** Start Recorded data **
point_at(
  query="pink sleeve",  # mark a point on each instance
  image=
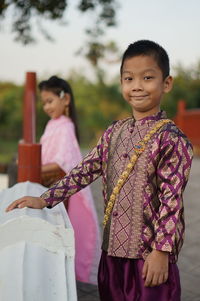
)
(66, 152)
** End Recorded data **
## Stated problem
Update the rows above by replacing "pink sleeve" with "red sleeve", keeping everything else the same. Leave the pictures out of your answer.

## Answer to this task
point_at(
  query="red sleeve",  # mark a point on each instance
  image=
)
(66, 152)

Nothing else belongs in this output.